[Image point grounding data]
=== Section Start ===

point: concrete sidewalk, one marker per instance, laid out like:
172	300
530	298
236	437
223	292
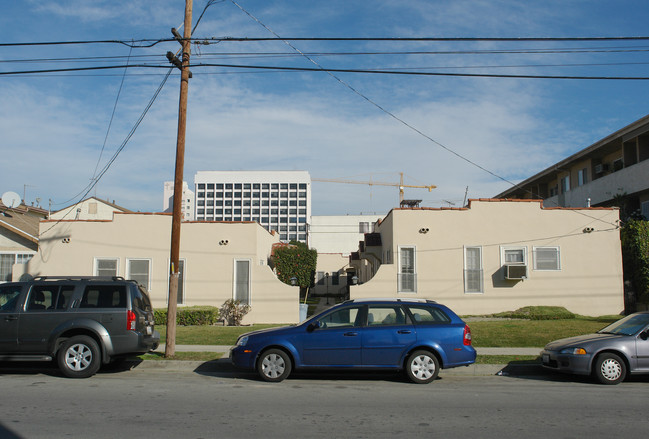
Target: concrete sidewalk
481	351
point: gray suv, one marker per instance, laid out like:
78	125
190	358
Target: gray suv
81	322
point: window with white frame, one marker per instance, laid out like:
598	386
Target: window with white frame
242	281
7	261
407	281
473	270
106	267
565	184
513	255
140	271
582	177
547	258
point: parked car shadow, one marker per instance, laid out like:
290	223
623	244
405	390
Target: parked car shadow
527	371
222	368
50	368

=== Section End ===

• **TASK ITEM**
Write out an exact transcription of the line with "point: parked car" and of each line after it; stop at the end of the records.

• **ANSWER TO THIS EXERCISE**
point: parked car shadow, one marker per instance, laid out like:
290	223
623	244
405	390
Target: parked car shadow
527	371
222	368
50	368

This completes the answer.